**Selected passage**
---+---
\documentclass[reqno]{amsart}
\usepackage{hyperref}

\AtBeginDocument{{\noindent\small 
{\em Electronic Journal of Differential Equations}, 
Vol. 2006(2006), No. 94, pp. 1--8.\newline 
ISSN: 1072-6691. URL: http://ejde.math.txstate.edu
or http://ejde.math.unt.edu
\newline ftp ejde.math.txstate.edu  (login: ftp)}
\thanks{\copyright 2006 Texas State University - San Marcos.}
\vspace{9mm}}

\begin{document}
\title[\hfilneg EJDE-2006/94\hfil A blow up condition]
{A blow up condition for a nonautonomous semilinear system}

\author[A. P\'erez\hfil EJDE-2006/94\hfilneg]
{Aroldo P\'erez-P\'erez}

\address{Aroldo P\'erez-P\'erez\hfill\break
Divisi\'on Acad\'emica de Ciencias B\'asicas, 
Universidad Ju\'arez Aut\'onoma de Tabasco,
 Km. 1 Carretera Cunduac\'an-Jalpa de M\'endez, C.P. 86690 A.P. 24,
Cunduac\'an, Tabasco, M\'exico}
\email{aroldo.perez@dacb.ujat.mx}

\date{}
\thanks{Submitted July 14, 2006. Published August 18, 2006.}
\subjclass[2000]{35B40, 35K45, 35K55, 35K57}
\keywords{Finite time blow up; mild solution; weakly coupled system;
\hfill\break\indent nonautonomous initial value problem;
fractal diffusion}

\begin{abstract}
 We give a sufficient condition for finite time blow up of the
 nonnegative mild solution to a nonautonomous weakly coupled system
 with fractal diffusion having a time dependent factor  which is
 continuous and nonnegative.
---+---
**Collected data**
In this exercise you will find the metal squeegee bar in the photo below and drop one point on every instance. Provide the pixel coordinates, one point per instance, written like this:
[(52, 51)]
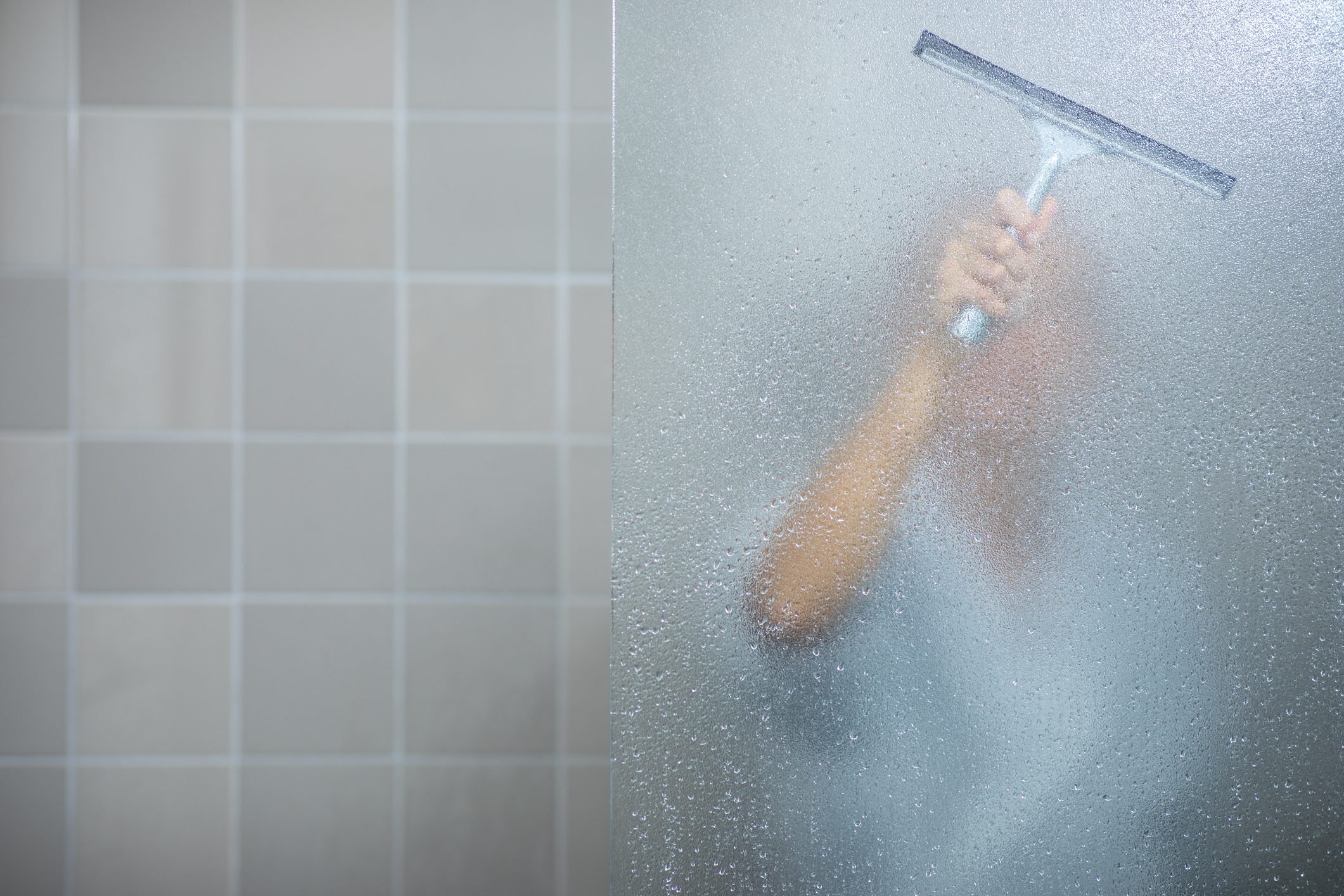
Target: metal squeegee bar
[(1109, 136)]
---+---
Decide whether each statement agrees with the paper header above, answering yes or no and quoting the deciding words of the paper header: 1. The paper was submitted in June 2006. 2. The abstract describes the time dependent factor as continuous and nonnegative. 3. The paper appeared in volume 2006 of the journal.

1. No: "Submitted July 14, 2006."
2. Yes: "continuous and nonnegative"
3. Yes: "Vol. 2006(2006), No. 94, pp. 1--8."